------ Records shown ------

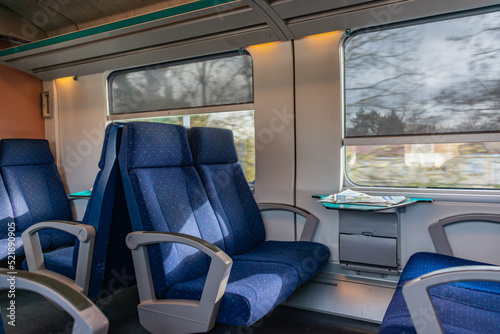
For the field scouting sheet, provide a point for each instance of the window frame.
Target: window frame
(188, 111)
(176, 112)
(455, 194)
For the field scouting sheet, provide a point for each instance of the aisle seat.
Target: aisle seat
(441, 293)
(216, 160)
(186, 277)
(102, 263)
(35, 191)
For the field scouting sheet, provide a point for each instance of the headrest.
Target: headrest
(212, 146)
(114, 136)
(18, 152)
(156, 145)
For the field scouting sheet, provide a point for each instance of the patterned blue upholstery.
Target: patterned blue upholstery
(212, 146)
(253, 290)
(106, 212)
(463, 307)
(35, 188)
(166, 194)
(215, 158)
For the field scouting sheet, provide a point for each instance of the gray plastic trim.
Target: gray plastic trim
(88, 318)
(310, 226)
(34, 255)
(437, 229)
(174, 315)
(419, 302)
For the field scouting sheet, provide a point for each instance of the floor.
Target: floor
(34, 314)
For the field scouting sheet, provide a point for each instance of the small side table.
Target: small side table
(369, 236)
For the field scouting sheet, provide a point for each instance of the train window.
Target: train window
(421, 104)
(209, 81)
(214, 91)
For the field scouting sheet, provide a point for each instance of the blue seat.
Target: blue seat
(14, 245)
(187, 246)
(34, 189)
(216, 160)
(109, 266)
(442, 293)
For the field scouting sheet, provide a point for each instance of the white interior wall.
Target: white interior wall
(319, 129)
(78, 129)
(274, 133)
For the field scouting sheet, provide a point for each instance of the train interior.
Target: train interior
(385, 97)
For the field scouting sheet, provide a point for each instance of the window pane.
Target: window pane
(457, 165)
(219, 81)
(240, 122)
(438, 77)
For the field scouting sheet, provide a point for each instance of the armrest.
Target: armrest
(310, 226)
(34, 255)
(179, 316)
(419, 302)
(88, 318)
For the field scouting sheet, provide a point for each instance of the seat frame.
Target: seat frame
(416, 291)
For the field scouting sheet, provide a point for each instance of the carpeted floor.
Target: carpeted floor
(34, 314)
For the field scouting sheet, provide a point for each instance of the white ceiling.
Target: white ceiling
(55, 17)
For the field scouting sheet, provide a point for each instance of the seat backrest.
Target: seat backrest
(107, 213)
(6, 215)
(34, 185)
(164, 193)
(216, 160)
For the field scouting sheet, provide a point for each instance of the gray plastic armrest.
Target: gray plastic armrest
(88, 318)
(418, 299)
(34, 256)
(310, 226)
(437, 229)
(178, 316)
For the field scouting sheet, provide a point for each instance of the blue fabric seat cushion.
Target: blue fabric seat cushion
(234, 207)
(253, 290)
(212, 146)
(460, 310)
(18, 242)
(422, 263)
(463, 307)
(61, 261)
(307, 258)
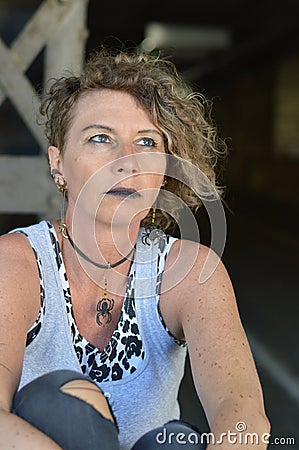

------

Work to be completed: For each record above, write it out exactly and omit any picture.

The completed task:
For the field scouting sheet, provide a point for each instance of the window frame.
Target: window frame
(188, 111)
(176, 112)
(455, 194)
For the field scouting sheet, provide a point for each instance of the aisle seat.
Target: aisle seat
(441, 293)
(216, 160)
(186, 277)
(102, 263)
(35, 191)
For the field scouting sheet, provide a point for each instance of the headrest.
Target: headrest
(212, 146)
(114, 136)
(18, 152)
(156, 145)
For the field scouting sheet, provide a point for each instance of the patterned blue upholstery.
Target: patterned blue upholstery
(212, 146)
(253, 290)
(106, 212)
(463, 307)
(35, 188)
(166, 194)
(215, 158)
For the field scouting sheet, provide a point for each instance of the gray plastic trim.
Target: gray plastic trim
(88, 318)
(310, 226)
(34, 255)
(437, 229)
(174, 315)
(419, 302)
For the field scouting sheet, provide a point for each instance of the floor.
Target: floor
(34, 314)
For the field scouting sheet, provide a point for each instance of the small side table.
Target: small side table
(369, 236)
For the field scouting sheet, provide a point for each instance of the train window.
Target: train window
(421, 104)
(209, 81)
(214, 91)
For the field scouting sheet, provide a point for each instance of the blue seat.
Target: blue seat
(14, 245)
(187, 246)
(34, 189)
(216, 160)
(109, 266)
(442, 293)
For the field scouting sheet, provide a point for each instance of the white interior wall.
Target: white interior wall
(319, 129)
(78, 129)
(274, 133)
For the field scouting sheet, provide a point for each instance of the train interior.
Target: train interior
(385, 97)
For the field scouting sheet, provide a point for each instance of the window pane.
Target: window pane
(457, 165)
(219, 81)
(240, 122)
(438, 77)
For the field scouting sheet, provide a point for each instance of the armrest.
Target: armrest
(310, 226)
(34, 255)
(179, 316)
(419, 302)
(88, 318)
For the field scouting sheet, provide a point for each instance of the seat frame.
Target: seat frame
(416, 291)
For the field scouting sheet, provide a point for each instance of the carpeted floor.
Target: carpeted floor
(34, 314)
For the field scouting sheet, provide a point for each instance of the white ceiling.
Target: white ceiling
(55, 17)
For the field scouting sheet, provide a point for each instance of the seat backrest.
Target: seat backrest
(107, 213)
(6, 215)
(34, 185)
(164, 193)
(216, 160)
For the field scouting sheet, provide a point for each instance of the gray plastic armrest.
Target: gray plastic armrest
(88, 318)
(418, 299)
(34, 256)
(310, 226)
(437, 229)
(178, 316)
For the field scouting sheet, provide a point for each instance of the blue fabric seat cushion.
Target: blue fabric seat cushion
(234, 207)
(253, 290)
(212, 146)
(460, 310)
(18, 242)
(422, 263)
(463, 307)
(61, 261)
(307, 258)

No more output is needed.